── Data to use
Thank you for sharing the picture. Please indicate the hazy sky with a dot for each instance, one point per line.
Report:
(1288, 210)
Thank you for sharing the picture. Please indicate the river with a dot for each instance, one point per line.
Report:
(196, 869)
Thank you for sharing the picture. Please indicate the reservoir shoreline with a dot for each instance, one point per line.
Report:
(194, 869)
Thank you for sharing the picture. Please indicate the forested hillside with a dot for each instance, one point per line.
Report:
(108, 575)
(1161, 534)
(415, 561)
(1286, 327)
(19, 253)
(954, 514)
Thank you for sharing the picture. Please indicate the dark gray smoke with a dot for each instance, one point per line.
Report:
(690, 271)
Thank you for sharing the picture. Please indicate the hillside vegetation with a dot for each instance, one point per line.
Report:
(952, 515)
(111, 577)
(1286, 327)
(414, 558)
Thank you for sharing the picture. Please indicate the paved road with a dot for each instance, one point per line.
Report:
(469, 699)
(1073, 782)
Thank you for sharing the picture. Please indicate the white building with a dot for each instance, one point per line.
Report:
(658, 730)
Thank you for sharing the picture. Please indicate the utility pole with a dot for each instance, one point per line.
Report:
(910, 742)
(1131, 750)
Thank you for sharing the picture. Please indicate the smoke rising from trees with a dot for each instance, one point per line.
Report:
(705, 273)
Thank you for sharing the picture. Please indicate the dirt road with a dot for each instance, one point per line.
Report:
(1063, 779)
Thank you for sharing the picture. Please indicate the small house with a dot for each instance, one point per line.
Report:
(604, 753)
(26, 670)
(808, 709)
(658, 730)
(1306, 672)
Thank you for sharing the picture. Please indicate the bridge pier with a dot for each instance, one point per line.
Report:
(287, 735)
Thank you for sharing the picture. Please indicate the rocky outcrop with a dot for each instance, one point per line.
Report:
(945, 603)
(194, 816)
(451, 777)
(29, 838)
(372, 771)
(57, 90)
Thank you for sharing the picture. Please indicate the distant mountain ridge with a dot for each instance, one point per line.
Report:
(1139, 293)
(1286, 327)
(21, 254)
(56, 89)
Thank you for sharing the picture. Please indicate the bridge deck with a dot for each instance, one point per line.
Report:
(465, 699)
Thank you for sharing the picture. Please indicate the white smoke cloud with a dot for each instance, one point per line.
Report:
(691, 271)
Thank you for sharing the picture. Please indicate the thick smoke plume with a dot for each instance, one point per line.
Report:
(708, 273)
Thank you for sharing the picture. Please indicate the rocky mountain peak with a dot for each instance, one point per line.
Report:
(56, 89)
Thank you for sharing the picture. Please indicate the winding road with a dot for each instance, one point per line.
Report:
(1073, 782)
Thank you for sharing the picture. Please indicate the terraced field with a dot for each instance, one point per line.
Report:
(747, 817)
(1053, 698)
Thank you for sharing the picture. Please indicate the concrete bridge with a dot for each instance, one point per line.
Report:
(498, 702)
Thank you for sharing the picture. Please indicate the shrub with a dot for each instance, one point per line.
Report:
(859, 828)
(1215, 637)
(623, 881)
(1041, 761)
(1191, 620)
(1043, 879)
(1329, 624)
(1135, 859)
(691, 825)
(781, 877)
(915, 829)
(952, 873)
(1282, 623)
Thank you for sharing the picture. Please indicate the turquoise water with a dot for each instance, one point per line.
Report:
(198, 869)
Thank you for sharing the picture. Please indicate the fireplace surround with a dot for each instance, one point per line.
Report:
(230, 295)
────
Print all records shown above, word for word.

Thank you for sharing the picture. Please indicate the hazy sky with a dot for each instance, one point per line.
Report:
(1288, 210)
Thank you for sharing the picture. Please indicate the river with a dot for each instance, one point per line.
Report:
(196, 869)
Thank you for sharing the picture. Please indicate the reservoir shoreline with a dot for each instance, one point per line.
Report:
(194, 869)
Thank you for sharing the picture. Please indicate the forested hillside with a dot for each instance, one point per line.
Report:
(108, 575)
(1161, 534)
(415, 561)
(1286, 327)
(19, 253)
(954, 514)
Thank you for sharing the picture. Please indicate the dark gray smoke with a dot for each instance, one point per line.
Report:
(690, 271)
Thank you for sharing the picture. Please indicate the hillside vegetation with a dot for each instance, one point per line.
Report:
(952, 515)
(111, 577)
(1286, 327)
(414, 558)
Thank you for sharing the picture. Please indicate the paved road with a dot for each instance, one point per line.
Report:
(469, 699)
(1073, 782)
Thank you for sharing the picture. Please indicate the white building with a dot for each instance, one point per line.
Report:
(658, 730)
Thank you for sharing the picture. Please indicate the utility pole with a dot for each instance, one point per line.
Report:
(910, 742)
(1131, 750)
Thank you for sharing the picture. Please indicate the smoke rising from trees with a dot for each instance, one point per line.
Report:
(705, 273)
Thank you for sharing the picture. Please indicate the dirt road with a dot for each instance, one point per line.
Report:
(1063, 779)
Thank you for sharing the picture. Please indicate the small house with a dot for each instance, one point per line.
Report:
(604, 753)
(26, 670)
(808, 709)
(658, 730)
(1306, 672)
Thank you for sharing the picture. Please indicate the bridge pier with a dot for each instance, one point per line.
Report:
(287, 735)
Thank you for sharing the picture. Please indicate the rocky outcrop with a dot for each instance, one point per line.
Report:
(945, 603)
(194, 816)
(451, 777)
(29, 838)
(372, 771)
(57, 90)
Thank you for sharing the picture. Please indicate the distant mountain ridge with a dot for each instance, one point per line.
Report:
(1139, 293)
(1286, 327)
(21, 254)
(56, 89)
Thank you for sharing the picture. Please indicate the bridge deck with a dot for each instance, one point per line.
Report:
(465, 699)
Thank you for sharing the picture. Please indicate the white smoke cloud with a dot for each instance, one point per line.
Report:
(691, 271)
Thank you for sharing the picture. Please indicate the thick smoke plume with a dot for each instance, one point per line.
Report:
(708, 273)
Thank you for sharing the picture. Please indicate the rocky mountain peak with a dot for each instance, one point per line.
Report:
(56, 89)
Thank you for sharing the picture. Please indicate the winding road with a dot for each instance, one point per line.
Report:
(1073, 782)
Thank you for sharing the picture. Please indicate the terraced field with a dot for each instance, one point per line.
Report:
(747, 817)
(1053, 698)
Thank you for sharing the picture. Please indicate the concrete bridge with a dot for each instance, one point per line.
Report:
(498, 702)
Thank you for sharing the picture. Please indicate the shrub with a dot for each instance, one point per line.
Report:
(859, 828)
(1215, 637)
(623, 881)
(1041, 761)
(1191, 620)
(1043, 879)
(1329, 624)
(1135, 859)
(691, 825)
(781, 877)
(915, 829)
(952, 873)
(1282, 623)
Thank you for sharing the picture. Please indicate the turquoise water with a dot for each instance, one point per line.
Report:
(198, 869)
Thank you for sharing the picture. Please indicate the fireplace surround with a dot for each instance, one point per line.
Report:
(230, 295)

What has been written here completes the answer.